**Texto de leitura:**
Pepe Escobar: O AfPak chega à África

Tempo de leitura: 5 min

por Pepe Escobar, Asia Times Online

Tradução do Coletivo da Vila Vudu

Falcões liberais ou intervencionistas neoconservadores, todos amam a eficiente techno-guerra dos EUA. No momento em que círculos íntimos do poder em Washington – e em Londres – fazem barulho a favor de intervenção do Ocidente na Líbia, a OTAN (Organização do Tratado do Atlântico Norte) nessa 2ª-feira atacou o complexo de Muammar Gaddafi, Bab al-Azizya, em Trípoli, pela segunda vez em cinco semanas.

A OTAN insiste que não visava a atingir o coronel – mas um “centro de comunicações” que haveria em Bab al-Azizya. Tudo bem. Como se a Resolução n. 1973 do Conselho de Segurança da ONU autorizasse a bombardear, para “proteger civis”, o complexo onde Gaddafi morava.

Essa “atividade cinética” aconteceu depois que o ex-secretário de Estado dos EUA  Henry Kissinger martelou a favor desse projeto para a Líbia em, no mínimo, três ocasiões: na Escola Elliot de Relações Internacionais da George Washington University; numa conferência no Aspen Institute sobre “Valores e Diplomacia”, também em Washington; e na reunião Bretton Woods II em New Hampshire [1].

**Dados registrados:**
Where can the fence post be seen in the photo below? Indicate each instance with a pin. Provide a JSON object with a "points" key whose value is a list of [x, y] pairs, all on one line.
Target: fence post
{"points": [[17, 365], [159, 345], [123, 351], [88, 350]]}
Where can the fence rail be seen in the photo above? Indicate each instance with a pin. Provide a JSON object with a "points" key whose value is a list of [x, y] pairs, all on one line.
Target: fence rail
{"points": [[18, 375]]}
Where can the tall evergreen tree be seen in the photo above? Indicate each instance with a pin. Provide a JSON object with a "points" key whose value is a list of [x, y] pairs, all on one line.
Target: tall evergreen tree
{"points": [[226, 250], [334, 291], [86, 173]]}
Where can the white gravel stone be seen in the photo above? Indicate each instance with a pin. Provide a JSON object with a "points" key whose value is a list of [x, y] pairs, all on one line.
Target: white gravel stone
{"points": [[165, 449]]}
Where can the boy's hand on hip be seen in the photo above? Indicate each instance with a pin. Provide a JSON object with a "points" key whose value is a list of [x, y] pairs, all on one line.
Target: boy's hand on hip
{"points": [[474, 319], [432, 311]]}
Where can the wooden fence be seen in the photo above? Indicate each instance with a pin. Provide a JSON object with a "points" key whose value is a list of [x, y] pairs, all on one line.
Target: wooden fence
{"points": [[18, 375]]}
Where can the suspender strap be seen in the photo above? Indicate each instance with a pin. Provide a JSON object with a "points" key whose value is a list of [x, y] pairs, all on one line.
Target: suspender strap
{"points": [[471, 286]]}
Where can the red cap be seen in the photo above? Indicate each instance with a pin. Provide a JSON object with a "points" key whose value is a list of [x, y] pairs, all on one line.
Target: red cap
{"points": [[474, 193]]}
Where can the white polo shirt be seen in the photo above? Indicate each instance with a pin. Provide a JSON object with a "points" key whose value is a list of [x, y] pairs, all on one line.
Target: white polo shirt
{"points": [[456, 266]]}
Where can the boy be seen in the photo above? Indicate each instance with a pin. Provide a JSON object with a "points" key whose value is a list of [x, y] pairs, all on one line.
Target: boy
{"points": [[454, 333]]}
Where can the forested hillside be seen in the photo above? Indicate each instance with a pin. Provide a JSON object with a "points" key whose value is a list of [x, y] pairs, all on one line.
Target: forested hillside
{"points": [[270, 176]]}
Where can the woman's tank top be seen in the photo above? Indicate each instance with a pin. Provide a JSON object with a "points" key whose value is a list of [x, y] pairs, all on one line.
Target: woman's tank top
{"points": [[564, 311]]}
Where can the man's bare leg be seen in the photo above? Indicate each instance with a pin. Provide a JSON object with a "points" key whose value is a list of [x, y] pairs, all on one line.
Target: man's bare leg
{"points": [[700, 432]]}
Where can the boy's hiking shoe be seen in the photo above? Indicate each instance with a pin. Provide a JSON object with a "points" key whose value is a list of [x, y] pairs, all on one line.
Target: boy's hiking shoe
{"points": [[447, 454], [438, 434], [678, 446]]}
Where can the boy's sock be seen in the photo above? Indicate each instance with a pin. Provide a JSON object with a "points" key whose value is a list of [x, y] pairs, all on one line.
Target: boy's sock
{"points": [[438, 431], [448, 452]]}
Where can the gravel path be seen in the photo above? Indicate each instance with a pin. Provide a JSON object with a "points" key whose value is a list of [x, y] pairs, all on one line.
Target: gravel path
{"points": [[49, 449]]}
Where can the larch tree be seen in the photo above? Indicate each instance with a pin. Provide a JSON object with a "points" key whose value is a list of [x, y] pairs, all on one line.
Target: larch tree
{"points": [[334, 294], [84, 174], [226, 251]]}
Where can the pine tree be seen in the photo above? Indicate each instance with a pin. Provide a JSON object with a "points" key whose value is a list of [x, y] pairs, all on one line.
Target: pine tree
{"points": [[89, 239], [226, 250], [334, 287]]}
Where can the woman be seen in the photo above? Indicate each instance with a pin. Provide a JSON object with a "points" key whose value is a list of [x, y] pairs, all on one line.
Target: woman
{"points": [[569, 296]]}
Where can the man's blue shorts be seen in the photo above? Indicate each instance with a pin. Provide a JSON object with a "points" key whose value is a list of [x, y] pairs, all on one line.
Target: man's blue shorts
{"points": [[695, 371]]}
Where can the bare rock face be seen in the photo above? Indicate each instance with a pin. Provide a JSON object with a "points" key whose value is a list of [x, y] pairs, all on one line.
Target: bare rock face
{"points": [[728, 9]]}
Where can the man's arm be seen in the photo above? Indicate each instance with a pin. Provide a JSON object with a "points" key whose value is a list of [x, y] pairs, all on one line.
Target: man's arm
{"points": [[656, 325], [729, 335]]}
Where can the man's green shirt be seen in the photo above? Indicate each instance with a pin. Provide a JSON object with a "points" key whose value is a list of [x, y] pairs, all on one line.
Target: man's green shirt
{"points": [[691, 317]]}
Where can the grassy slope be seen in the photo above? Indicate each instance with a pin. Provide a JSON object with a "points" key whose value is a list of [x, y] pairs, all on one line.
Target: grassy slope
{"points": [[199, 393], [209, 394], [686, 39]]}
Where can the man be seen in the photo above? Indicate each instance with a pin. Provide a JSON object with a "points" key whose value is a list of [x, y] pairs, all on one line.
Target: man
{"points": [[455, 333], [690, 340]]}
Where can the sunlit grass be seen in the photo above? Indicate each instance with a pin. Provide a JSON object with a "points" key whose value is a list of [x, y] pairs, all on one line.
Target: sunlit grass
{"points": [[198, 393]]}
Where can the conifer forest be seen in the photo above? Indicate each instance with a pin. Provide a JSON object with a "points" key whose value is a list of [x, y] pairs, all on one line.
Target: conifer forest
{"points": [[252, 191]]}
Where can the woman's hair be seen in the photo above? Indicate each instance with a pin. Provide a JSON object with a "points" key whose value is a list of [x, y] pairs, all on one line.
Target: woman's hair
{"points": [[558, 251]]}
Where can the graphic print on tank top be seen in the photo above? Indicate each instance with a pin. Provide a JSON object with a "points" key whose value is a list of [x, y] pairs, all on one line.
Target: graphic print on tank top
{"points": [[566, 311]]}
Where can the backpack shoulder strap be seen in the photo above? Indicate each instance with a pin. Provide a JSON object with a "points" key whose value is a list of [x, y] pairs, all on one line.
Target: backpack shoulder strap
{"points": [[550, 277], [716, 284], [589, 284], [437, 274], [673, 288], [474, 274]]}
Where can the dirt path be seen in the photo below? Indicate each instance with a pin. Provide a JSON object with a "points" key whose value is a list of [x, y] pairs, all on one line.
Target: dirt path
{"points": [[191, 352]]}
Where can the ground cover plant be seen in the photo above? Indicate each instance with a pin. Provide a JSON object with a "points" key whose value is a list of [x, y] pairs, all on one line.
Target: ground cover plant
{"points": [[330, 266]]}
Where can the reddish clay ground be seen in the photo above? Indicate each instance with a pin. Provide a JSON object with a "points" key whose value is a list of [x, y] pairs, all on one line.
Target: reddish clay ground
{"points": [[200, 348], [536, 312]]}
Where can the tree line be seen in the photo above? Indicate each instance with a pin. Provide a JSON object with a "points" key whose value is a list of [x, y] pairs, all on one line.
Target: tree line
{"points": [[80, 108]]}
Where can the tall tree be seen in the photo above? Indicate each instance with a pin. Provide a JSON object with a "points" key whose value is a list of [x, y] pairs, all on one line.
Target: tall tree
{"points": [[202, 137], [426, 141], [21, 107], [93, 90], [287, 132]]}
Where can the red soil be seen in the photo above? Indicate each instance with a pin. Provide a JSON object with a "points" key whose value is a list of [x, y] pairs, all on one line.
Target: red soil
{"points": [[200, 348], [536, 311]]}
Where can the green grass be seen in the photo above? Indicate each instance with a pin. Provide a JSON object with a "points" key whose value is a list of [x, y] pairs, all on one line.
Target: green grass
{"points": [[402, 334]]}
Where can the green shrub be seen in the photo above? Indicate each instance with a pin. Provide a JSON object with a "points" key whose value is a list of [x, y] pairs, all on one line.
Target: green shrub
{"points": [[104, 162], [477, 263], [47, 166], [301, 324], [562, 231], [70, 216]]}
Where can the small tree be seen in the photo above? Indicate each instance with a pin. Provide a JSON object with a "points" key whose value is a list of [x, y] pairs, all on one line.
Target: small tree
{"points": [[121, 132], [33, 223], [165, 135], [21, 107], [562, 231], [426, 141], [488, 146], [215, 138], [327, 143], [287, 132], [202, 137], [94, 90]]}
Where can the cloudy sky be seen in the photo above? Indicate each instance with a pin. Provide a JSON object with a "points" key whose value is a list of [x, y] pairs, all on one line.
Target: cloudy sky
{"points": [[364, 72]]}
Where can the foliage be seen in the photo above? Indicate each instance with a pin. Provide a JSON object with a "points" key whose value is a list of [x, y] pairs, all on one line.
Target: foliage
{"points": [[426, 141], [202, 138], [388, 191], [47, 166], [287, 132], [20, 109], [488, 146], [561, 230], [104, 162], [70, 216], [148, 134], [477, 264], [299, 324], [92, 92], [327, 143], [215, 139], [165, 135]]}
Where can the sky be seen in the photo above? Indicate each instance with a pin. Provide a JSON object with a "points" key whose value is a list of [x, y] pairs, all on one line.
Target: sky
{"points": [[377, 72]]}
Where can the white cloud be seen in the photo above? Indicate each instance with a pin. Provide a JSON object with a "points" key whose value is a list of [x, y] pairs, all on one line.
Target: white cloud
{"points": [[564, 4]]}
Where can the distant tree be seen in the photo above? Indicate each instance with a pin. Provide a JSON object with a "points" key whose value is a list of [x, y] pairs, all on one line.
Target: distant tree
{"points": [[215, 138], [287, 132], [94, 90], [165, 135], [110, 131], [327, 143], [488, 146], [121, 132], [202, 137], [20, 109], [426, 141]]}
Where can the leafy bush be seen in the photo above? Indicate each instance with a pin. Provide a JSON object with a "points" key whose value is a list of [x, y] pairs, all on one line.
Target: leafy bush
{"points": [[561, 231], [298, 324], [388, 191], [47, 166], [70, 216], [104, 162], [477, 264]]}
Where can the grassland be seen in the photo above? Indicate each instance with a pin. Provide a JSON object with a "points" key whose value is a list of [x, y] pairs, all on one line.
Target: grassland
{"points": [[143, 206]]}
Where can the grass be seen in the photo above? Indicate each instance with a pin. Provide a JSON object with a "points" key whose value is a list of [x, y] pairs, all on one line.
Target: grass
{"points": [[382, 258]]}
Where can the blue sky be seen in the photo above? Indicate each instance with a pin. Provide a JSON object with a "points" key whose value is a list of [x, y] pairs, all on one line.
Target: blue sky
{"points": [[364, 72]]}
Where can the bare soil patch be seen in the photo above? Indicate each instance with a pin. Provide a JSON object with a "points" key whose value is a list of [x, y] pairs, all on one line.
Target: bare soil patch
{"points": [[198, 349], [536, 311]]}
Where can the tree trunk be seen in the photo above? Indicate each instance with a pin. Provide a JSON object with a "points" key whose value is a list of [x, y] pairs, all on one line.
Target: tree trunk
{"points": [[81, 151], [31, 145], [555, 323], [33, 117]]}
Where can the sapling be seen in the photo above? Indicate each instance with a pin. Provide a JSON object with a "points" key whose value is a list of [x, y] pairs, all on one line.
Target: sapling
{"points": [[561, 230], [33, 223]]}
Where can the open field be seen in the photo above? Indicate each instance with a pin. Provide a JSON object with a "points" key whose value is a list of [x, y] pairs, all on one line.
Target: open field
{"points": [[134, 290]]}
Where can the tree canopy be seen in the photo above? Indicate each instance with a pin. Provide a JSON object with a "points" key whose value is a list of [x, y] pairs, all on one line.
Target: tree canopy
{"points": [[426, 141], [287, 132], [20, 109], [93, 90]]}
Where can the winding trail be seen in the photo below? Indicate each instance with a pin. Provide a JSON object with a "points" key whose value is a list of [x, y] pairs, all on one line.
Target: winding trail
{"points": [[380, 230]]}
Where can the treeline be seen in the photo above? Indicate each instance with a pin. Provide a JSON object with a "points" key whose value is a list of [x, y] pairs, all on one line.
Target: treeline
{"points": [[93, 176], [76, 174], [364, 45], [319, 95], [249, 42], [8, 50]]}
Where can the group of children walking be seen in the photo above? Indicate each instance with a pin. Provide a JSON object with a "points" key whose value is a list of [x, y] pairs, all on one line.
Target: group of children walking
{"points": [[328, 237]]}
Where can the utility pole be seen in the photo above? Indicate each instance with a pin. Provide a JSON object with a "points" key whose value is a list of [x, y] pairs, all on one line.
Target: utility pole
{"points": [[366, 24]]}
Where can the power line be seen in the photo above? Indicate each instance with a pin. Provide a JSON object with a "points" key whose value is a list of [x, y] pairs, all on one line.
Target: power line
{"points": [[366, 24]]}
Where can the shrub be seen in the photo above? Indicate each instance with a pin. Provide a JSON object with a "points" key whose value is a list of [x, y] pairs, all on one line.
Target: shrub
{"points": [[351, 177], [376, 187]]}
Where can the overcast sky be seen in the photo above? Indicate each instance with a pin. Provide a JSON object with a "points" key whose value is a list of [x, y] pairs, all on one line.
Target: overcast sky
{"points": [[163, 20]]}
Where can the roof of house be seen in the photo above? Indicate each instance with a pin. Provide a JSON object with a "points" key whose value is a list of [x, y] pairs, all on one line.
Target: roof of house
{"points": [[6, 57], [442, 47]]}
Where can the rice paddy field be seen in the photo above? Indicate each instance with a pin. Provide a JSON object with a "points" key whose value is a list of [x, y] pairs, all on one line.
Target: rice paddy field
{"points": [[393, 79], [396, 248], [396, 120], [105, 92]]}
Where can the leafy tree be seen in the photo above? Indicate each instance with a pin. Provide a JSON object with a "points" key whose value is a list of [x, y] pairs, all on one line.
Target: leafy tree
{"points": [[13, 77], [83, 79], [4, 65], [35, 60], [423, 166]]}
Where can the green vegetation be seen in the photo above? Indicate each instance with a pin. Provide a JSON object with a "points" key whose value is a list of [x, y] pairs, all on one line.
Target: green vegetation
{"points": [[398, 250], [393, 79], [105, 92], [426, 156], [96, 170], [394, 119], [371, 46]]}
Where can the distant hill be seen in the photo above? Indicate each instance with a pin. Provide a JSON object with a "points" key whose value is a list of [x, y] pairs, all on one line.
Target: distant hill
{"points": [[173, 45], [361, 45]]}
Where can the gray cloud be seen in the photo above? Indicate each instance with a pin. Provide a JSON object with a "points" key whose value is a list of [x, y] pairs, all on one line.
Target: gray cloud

**Exercício:** Retome o texto sobre a ofensiva da OTAN na Líbia a partir do ponto em que ele para. Os itens não têm relação com o texto.

**Resposta do exercício:**
O plano de Kissinger: invadir a Líbia e manter a coisa fervendo até, pelo menos, a primavera de 2012. A agenda (pirada): manter o Oriente Médio e o norte da África em estado de completo desarranjo, como tática/pretexto diversionista para que Washington possa atacar o Irã a serviço de Israel e a serviço, claro, do complexo militar-industrial. Há boa chance de o Marechal de Campo von Trump – codinome “Donald Trump” – comandar a invasão do Irã.

Gaddafi é o vilão perfeito para essa farsa anglo-franco-norte-americana digna do teatro de Georges Feydeau. Apesar de toda a megalomania ditatorial, Gaddafi é panafricanista empenhado – feroz defensor da unidade africana. A Líbia nada deve a banqueiros internacionais. Nunca tomou empréstimos do FMI para qualquer tipo de “ajuste estrutural”. Usou seu dinheiro do petróleo para serviços sociais – inclusive para construir a rede de aquedutos conhecida como Projeto Great Man Made River e para investimentos e ajuda a países subsaharianos. O Banco Central da Síria é independente, não-manipulável pelo sistema financeiro ocidental. E tudo isso é péssimo exemplo para o mundo em desenvolvimento.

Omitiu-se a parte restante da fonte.